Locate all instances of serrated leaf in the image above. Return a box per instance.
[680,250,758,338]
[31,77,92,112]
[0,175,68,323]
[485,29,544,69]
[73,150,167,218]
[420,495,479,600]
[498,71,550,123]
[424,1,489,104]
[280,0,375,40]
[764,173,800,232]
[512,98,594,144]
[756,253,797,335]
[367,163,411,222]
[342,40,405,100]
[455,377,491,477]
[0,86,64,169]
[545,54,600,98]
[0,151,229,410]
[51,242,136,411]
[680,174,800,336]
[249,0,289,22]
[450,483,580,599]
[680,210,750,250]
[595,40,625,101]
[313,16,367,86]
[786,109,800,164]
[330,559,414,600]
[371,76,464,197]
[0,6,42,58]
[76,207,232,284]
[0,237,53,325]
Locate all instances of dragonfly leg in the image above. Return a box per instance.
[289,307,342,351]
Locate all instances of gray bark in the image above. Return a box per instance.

■ ■ ■ ■ ■ ■ ■

WHAT THE EXERCISE ASKS:
Pull out every line of the data that contains the word "above", and copy each of those lines in full without changing anything.

ANSWER FOR THE TASK:
Locate all instances of serrated leaf in the image above. Return a box per instance.
Locate all instances of dragonfly leg in the image above. Return a box per instance.
Locate all instances of gray bark in the image above. Return a box per instance.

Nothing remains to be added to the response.